Условие задания
Найдите в записях ниже все строки со словом «holding» и выпишите их. Регистр букв учитывается.

Исходные данные
------------------------------------------------------------

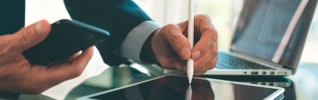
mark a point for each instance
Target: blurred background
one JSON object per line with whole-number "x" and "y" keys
{"x": 224, "y": 14}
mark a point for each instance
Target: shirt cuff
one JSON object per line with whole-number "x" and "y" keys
{"x": 132, "y": 45}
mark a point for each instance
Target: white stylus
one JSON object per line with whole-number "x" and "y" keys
{"x": 190, "y": 39}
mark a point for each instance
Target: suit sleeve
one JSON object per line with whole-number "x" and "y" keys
{"x": 119, "y": 17}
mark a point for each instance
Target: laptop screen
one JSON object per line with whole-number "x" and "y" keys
{"x": 262, "y": 25}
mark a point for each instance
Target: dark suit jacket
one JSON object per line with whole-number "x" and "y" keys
{"x": 118, "y": 17}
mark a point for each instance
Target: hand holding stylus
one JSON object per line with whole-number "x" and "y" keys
{"x": 171, "y": 48}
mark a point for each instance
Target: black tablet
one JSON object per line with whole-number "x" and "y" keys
{"x": 176, "y": 87}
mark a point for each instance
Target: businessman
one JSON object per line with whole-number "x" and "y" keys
{"x": 134, "y": 36}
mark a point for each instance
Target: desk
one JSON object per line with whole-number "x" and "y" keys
{"x": 304, "y": 82}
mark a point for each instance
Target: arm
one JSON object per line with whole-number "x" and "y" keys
{"x": 128, "y": 25}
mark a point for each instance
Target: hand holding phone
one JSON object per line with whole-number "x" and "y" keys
{"x": 65, "y": 38}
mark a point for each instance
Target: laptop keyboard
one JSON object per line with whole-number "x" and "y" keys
{"x": 226, "y": 61}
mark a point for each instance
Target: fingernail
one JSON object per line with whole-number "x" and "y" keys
{"x": 184, "y": 51}
{"x": 196, "y": 55}
{"x": 38, "y": 27}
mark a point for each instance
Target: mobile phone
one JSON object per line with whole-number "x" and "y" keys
{"x": 65, "y": 39}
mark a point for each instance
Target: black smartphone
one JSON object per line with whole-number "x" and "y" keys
{"x": 65, "y": 39}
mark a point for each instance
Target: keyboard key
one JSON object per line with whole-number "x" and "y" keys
{"x": 226, "y": 61}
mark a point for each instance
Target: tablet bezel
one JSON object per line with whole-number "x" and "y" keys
{"x": 272, "y": 96}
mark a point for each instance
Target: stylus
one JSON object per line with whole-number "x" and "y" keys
{"x": 190, "y": 62}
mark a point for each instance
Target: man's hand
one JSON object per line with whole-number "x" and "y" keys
{"x": 172, "y": 50}
{"x": 18, "y": 75}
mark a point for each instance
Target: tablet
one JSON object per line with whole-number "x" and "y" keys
{"x": 176, "y": 87}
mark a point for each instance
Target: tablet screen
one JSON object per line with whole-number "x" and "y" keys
{"x": 177, "y": 88}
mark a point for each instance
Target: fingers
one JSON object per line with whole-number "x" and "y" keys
{"x": 205, "y": 62}
{"x": 208, "y": 36}
{"x": 177, "y": 40}
{"x": 199, "y": 70}
{"x": 57, "y": 74}
{"x": 31, "y": 35}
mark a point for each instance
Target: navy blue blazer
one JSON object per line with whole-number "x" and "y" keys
{"x": 118, "y": 17}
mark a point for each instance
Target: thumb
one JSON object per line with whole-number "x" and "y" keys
{"x": 31, "y": 35}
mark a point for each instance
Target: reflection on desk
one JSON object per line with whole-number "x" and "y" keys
{"x": 303, "y": 85}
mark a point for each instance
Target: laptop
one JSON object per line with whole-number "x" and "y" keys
{"x": 176, "y": 87}
{"x": 268, "y": 39}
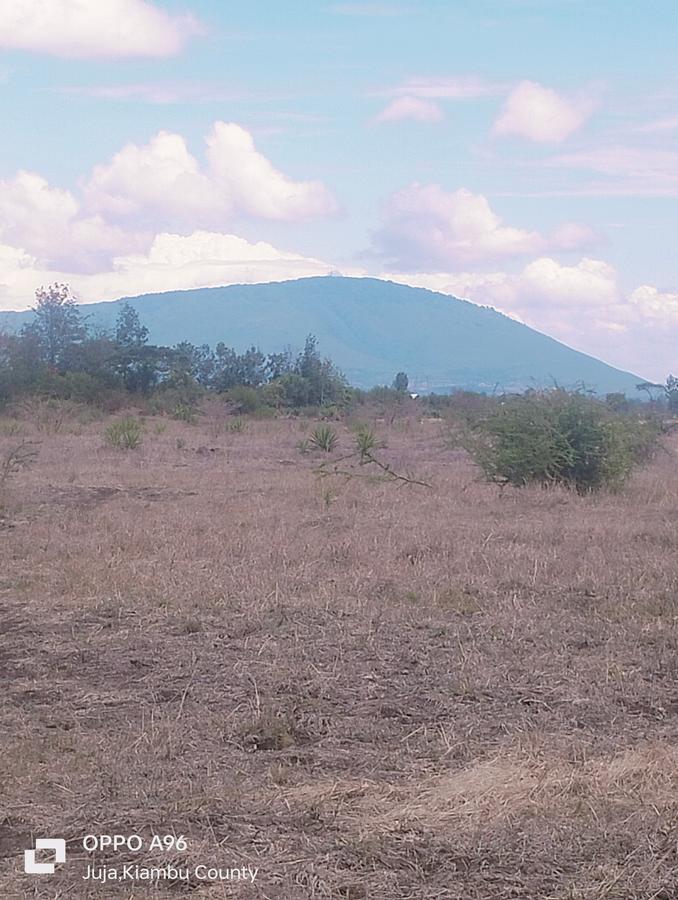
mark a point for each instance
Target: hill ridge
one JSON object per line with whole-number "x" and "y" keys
{"x": 371, "y": 328}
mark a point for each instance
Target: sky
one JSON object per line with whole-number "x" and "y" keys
{"x": 522, "y": 154}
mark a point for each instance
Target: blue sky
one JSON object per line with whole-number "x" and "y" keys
{"x": 521, "y": 153}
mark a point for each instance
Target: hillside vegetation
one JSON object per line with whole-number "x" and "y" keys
{"x": 371, "y": 329}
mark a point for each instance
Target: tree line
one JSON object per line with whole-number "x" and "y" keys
{"x": 59, "y": 353}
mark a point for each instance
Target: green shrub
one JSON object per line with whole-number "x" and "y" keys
{"x": 324, "y": 438}
{"x": 558, "y": 437}
{"x": 366, "y": 441}
{"x": 125, "y": 434}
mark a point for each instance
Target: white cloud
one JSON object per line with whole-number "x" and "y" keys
{"x": 410, "y": 108}
{"x": 426, "y": 227}
{"x": 636, "y": 331}
{"x": 540, "y": 114}
{"x": 163, "y": 181}
{"x": 660, "y": 306}
{"x": 48, "y": 223}
{"x": 94, "y": 28}
{"x": 173, "y": 262}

------------------------------------------------------------

Решение задания
Target: hand holding stylus
Target: hand holding phone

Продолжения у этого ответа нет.